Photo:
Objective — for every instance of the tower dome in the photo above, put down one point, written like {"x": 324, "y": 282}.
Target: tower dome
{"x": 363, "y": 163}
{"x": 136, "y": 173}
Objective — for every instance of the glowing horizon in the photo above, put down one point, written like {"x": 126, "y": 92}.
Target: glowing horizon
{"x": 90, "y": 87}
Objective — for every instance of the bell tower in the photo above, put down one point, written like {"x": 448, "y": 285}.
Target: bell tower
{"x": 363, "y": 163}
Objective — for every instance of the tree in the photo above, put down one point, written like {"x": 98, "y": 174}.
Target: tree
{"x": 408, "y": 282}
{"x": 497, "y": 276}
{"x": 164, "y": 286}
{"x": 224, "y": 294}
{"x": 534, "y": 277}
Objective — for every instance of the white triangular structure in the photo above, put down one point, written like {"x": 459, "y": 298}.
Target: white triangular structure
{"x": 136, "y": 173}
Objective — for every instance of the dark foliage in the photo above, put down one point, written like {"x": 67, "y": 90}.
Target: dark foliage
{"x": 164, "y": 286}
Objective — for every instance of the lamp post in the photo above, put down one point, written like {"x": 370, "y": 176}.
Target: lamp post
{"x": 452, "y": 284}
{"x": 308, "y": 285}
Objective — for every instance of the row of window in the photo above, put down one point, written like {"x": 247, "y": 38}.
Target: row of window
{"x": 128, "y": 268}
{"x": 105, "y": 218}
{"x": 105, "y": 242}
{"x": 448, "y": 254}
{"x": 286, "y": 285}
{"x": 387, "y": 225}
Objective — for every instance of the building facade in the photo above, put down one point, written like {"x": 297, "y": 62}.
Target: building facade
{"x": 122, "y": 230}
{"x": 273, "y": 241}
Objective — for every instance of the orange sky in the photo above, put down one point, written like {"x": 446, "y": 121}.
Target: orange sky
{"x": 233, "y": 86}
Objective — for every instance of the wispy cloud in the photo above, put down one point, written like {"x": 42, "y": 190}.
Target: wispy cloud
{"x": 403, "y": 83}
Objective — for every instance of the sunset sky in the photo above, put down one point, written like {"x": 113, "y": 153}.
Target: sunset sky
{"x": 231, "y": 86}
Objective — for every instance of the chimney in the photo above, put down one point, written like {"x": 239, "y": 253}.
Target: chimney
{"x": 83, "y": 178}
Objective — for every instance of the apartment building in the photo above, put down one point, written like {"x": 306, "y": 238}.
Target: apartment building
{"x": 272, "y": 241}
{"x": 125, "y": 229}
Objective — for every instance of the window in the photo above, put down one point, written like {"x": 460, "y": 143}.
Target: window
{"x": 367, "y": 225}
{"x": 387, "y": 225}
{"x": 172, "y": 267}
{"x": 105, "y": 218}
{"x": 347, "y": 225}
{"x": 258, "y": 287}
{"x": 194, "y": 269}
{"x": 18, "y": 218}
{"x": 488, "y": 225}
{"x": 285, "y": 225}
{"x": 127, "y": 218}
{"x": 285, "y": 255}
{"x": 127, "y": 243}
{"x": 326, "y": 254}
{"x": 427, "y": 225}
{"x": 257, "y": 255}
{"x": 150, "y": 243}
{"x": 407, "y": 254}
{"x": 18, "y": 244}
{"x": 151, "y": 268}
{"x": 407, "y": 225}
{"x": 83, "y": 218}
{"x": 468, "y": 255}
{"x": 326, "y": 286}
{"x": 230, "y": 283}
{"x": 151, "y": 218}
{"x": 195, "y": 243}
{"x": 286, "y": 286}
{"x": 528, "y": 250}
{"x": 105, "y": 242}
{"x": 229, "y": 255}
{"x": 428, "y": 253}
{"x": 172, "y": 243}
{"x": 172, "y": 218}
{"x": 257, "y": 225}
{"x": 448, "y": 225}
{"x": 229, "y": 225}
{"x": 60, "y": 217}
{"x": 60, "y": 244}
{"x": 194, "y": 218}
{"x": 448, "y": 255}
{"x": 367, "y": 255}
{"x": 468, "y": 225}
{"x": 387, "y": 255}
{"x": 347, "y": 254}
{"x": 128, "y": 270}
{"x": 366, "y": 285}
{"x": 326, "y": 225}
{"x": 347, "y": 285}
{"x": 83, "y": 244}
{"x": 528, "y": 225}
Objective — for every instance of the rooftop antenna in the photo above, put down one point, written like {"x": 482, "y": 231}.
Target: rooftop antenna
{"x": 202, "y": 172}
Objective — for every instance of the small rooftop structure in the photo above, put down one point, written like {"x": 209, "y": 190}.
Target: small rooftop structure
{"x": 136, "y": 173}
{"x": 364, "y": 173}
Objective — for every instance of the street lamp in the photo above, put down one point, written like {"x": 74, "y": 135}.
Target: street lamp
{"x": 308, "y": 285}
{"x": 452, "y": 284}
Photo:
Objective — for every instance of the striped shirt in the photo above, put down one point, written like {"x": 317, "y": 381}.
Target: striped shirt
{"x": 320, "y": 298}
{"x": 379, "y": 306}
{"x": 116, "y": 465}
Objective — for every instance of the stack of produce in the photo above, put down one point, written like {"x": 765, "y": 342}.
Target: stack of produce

> Short problem
The records above should all be quoted exactly, please.

> Task output
Photo:
Objective — for every instance of the tower dome in the photo above, put down one point, written like {"x": 324, "y": 282}.
Target: tower dome
{"x": 363, "y": 163}
{"x": 136, "y": 173}
Objective — for every instance of the glowing horizon in the photo above, put down one point, written like {"x": 126, "y": 92}.
Target: glowing horizon
{"x": 90, "y": 87}
Objective — for every instance of the bell tower in the photo above, put down one point, written like {"x": 448, "y": 285}.
Target: bell tower
{"x": 363, "y": 163}
Objective — for every instance of the tree in the photo above, put down one point, written like {"x": 98, "y": 174}.
Target: tree
{"x": 408, "y": 282}
{"x": 497, "y": 276}
{"x": 164, "y": 286}
{"x": 224, "y": 294}
{"x": 534, "y": 277}
Objective — for every instance of the white triangular structure in the photo above, put down one point, written like {"x": 459, "y": 298}.
Target: white triangular structure
{"x": 136, "y": 173}
Objective — for every instance of the dark foliage in the photo above, put down one point, written like {"x": 67, "y": 90}.
Target: dark foliage
{"x": 164, "y": 286}
Objective — for every instance of the lamp post in the photo above, put down one point, written like {"x": 370, "y": 176}.
Target: lamp post
{"x": 452, "y": 284}
{"x": 308, "y": 285}
Objective — for every instance of the row of window in the photo above, put down one point, written like {"x": 247, "y": 38}.
Target: row of window
{"x": 128, "y": 268}
{"x": 105, "y": 218}
{"x": 105, "y": 242}
{"x": 448, "y": 254}
{"x": 286, "y": 285}
{"x": 387, "y": 225}
Objective — for every instance of the building facade in the photo above, put down one point, written like {"x": 297, "y": 62}.
Target: building facade
{"x": 122, "y": 230}
{"x": 273, "y": 241}
Objective — for every instance of the orange sky in the photo above, put down one point, written like {"x": 446, "y": 121}.
Target: orange sky
{"x": 233, "y": 86}
Objective — for every instance of the wispy cloud in the photo above, put down one point, written like {"x": 42, "y": 190}.
Target: wispy cloud
{"x": 403, "y": 83}
Objective — for every instance of the sunset sky in the photo above, put down one point, written like {"x": 113, "y": 153}.
Target: sunset sky
{"x": 231, "y": 86}
Objective — for every instance of the chimney in the photo above, put down one point, written like {"x": 239, "y": 253}.
Target: chimney
{"x": 83, "y": 178}
Objective — for every instance of the apartment building in the photo above, put down one point, written like {"x": 306, "y": 238}.
Target: apartment building
{"x": 272, "y": 241}
{"x": 125, "y": 229}
Objective — for every instance of the window in the photo above, put down one point, written like {"x": 460, "y": 143}.
Target: window
{"x": 367, "y": 225}
{"x": 387, "y": 225}
{"x": 172, "y": 267}
{"x": 105, "y": 218}
{"x": 347, "y": 225}
{"x": 258, "y": 287}
{"x": 194, "y": 269}
{"x": 18, "y": 218}
{"x": 488, "y": 225}
{"x": 285, "y": 225}
{"x": 127, "y": 218}
{"x": 285, "y": 255}
{"x": 127, "y": 243}
{"x": 326, "y": 254}
{"x": 427, "y": 225}
{"x": 257, "y": 255}
{"x": 150, "y": 243}
{"x": 407, "y": 254}
{"x": 18, "y": 244}
{"x": 151, "y": 268}
{"x": 407, "y": 225}
{"x": 83, "y": 218}
{"x": 468, "y": 255}
{"x": 326, "y": 286}
{"x": 230, "y": 283}
{"x": 151, "y": 218}
{"x": 195, "y": 243}
{"x": 286, "y": 286}
{"x": 528, "y": 250}
{"x": 105, "y": 242}
{"x": 229, "y": 255}
{"x": 428, "y": 253}
{"x": 172, "y": 243}
{"x": 172, "y": 218}
{"x": 257, "y": 225}
{"x": 448, "y": 225}
{"x": 229, "y": 225}
{"x": 60, "y": 217}
{"x": 60, "y": 244}
{"x": 194, "y": 218}
{"x": 448, "y": 255}
{"x": 367, "y": 255}
{"x": 468, "y": 225}
{"x": 387, "y": 255}
{"x": 347, "y": 254}
{"x": 128, "y": 270}
{"x": 366, "y": 285}
{"x": 326, "y": 225}
{"x": 347, "y": 285}
{"x": 83, "y": 244}
{"x": 528, "y": 225}
Objective — for every instance of the rooftop antenna in the photo above, put down one point, written like {"x": 482, "y": 231}.
Target: rooftop antenna
{"x": 202, "y": 172}
Objective — for every instance of the small rooftop structure in the photo above, put down one point, written like {"x": 209, "y": 190}.
Target: small rooftop structure
{"x": 136, "y": 173}
{"x": 364, "y": 173}
Objective — for every instance of the street lamp in the photo above, put down one point, written like {"x": 74, "y": 135}.
Target: street lamp
{"x": 308, "y": 285}
{"x": 452, "y": 284}
Photo:
Objective — for every instance of the striped shirt in the photo above, put down one point, written like {"x": 317, "y": 381}.
Target: striped shirt
{"x": 320, "y": 298}
{"x": 379, "y": 306}
{"x": 116, "y": 465}
Objective — for every instance of the stack of produce in the photo above, put down one point, written like {"x": 765, "y": 342}.
Target: stack of produce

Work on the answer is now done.